*Labeled-object pointing entries*:
**********

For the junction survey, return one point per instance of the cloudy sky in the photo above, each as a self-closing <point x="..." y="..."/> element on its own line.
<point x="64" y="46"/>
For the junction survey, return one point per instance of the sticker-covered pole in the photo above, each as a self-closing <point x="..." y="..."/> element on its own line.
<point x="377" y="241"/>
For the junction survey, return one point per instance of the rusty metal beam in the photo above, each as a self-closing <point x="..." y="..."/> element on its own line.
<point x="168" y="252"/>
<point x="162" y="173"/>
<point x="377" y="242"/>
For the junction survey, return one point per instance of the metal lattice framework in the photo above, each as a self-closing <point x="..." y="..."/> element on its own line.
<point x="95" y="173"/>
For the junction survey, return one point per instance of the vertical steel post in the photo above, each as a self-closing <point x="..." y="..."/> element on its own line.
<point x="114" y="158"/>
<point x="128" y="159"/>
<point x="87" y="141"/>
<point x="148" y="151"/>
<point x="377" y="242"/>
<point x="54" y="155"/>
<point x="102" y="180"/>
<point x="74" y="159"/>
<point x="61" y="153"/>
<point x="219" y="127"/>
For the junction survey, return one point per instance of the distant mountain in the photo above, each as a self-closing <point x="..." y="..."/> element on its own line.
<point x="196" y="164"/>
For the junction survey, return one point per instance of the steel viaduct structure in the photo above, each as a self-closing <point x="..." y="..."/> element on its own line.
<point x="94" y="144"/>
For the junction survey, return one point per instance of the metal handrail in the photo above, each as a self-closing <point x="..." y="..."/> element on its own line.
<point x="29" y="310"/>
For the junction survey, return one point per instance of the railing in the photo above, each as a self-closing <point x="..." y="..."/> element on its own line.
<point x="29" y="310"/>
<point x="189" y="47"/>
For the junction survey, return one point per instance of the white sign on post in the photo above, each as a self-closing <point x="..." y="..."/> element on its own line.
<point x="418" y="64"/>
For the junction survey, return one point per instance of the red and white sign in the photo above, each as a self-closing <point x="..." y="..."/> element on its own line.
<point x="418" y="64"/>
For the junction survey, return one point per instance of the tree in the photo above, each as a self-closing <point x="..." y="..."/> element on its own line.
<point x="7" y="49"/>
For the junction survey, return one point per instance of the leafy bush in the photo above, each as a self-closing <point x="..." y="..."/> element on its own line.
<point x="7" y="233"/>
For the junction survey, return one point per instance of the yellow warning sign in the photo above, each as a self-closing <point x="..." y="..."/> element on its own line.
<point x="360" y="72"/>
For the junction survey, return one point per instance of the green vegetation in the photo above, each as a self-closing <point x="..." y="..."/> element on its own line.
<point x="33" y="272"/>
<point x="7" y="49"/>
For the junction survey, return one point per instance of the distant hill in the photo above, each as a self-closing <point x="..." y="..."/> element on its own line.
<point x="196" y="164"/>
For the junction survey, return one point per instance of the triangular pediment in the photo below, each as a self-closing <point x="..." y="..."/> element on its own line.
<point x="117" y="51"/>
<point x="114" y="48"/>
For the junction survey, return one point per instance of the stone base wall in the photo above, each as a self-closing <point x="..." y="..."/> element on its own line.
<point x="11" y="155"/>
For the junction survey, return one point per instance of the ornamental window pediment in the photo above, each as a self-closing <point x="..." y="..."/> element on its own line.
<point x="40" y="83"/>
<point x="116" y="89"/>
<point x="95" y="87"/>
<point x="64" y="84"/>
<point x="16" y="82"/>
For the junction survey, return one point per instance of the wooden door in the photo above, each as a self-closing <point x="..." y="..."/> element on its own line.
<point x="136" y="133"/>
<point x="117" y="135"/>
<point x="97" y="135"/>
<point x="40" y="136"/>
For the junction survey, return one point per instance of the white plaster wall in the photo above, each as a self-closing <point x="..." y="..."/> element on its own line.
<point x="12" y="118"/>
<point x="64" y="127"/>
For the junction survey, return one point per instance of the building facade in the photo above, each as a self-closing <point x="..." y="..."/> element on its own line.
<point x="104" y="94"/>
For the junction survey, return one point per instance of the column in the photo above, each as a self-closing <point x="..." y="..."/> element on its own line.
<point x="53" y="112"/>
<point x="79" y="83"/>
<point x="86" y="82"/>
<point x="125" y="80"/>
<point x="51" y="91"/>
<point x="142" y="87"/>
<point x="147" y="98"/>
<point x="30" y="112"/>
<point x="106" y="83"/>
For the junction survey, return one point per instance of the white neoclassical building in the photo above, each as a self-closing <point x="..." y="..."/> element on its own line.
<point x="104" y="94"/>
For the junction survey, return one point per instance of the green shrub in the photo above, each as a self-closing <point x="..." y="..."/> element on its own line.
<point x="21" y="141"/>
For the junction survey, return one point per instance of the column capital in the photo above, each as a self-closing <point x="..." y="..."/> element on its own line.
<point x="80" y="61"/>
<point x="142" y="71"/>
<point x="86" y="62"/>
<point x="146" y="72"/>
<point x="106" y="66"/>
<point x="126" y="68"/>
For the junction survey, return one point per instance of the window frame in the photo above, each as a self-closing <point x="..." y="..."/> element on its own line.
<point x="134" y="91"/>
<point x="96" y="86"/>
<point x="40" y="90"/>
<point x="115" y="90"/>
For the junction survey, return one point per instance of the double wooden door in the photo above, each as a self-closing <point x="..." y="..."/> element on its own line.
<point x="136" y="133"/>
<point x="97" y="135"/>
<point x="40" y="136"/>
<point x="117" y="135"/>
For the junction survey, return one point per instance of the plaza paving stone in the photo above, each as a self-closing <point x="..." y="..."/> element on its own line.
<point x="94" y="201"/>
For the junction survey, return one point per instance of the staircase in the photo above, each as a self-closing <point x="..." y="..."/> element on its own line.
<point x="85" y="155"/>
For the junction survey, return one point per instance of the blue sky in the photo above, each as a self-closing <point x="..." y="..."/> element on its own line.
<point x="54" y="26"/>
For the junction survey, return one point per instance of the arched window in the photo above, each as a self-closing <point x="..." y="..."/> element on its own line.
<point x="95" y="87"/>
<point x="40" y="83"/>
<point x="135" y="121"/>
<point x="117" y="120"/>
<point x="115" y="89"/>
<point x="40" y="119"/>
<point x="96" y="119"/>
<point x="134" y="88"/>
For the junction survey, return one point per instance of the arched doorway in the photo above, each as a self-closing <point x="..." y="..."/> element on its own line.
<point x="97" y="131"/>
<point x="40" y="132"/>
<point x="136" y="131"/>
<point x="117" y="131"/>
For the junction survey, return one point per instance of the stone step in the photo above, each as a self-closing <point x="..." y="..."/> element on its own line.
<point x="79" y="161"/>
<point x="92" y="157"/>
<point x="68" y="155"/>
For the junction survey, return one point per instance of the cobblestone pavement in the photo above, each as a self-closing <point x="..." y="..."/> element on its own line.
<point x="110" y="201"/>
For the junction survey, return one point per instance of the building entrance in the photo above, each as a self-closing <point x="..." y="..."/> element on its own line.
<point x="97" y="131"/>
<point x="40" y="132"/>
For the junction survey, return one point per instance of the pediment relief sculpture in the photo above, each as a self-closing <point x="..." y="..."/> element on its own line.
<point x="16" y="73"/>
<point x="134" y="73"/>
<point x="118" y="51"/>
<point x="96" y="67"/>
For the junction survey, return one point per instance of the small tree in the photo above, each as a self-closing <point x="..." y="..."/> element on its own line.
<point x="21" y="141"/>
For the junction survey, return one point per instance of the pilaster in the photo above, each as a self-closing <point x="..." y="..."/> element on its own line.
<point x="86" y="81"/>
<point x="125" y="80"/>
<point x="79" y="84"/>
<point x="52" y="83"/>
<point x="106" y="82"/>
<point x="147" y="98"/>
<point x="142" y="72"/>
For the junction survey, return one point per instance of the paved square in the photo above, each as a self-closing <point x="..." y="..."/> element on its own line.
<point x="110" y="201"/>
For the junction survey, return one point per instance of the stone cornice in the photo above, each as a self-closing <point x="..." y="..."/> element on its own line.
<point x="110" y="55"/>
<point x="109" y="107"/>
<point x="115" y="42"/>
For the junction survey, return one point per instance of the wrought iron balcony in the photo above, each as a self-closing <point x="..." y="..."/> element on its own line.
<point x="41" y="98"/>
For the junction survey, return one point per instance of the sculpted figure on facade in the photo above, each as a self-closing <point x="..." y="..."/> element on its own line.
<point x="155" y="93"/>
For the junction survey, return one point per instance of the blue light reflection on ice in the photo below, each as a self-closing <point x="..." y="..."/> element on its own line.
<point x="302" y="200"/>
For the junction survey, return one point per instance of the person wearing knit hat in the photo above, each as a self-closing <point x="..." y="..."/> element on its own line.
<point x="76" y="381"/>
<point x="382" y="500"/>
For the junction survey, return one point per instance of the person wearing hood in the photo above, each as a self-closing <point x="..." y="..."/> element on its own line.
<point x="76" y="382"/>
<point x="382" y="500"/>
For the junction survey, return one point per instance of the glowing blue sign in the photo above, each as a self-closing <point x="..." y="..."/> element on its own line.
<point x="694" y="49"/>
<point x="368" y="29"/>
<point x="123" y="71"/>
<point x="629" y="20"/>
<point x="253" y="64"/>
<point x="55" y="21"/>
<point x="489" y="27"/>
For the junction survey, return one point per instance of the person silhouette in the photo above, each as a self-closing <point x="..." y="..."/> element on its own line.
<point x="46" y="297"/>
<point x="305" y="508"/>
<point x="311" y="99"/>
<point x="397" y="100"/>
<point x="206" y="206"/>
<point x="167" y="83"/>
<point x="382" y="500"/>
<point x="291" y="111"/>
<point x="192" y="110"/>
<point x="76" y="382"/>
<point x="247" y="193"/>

**********

*Requirements*:
Write out everything from the entry line containing "of the glowing" down to the end of the entries again, switching "person silhouette" to "human figure" and leaving all else as it stands.

*The completed task*:
For the junction survey, return one point per instance of the glowing blue sign in the photo above, each as a self-closing <point x="..." y="..."/> element on its own line.
<point x="694" y="49"/>
<point x="368" y="29"/>
<point x="123" y="71"/>
<point x="629" y="20"/>
<point x="253" y="64"/>
<point x="55" y="21"/>
<point x="489" y="27"/>
For the junction survey, return one point per instance of the human figure in the photo above, each as a self-closing <point x="..." y="..."/> element on its own line.
<point x="46" y="297"/>
<point x="305" y="508"/>
<point x="311" y="99"/>
<point x="397" y="100"/>
<point x="206" y="206"/>
<point x="167" y="83"/>
<point x="382" y="500"/>
<point x="291" y="111"/>
<point x="192" y="110"/>
<point x="76" y="382"/>
<point x="247" y="193"/>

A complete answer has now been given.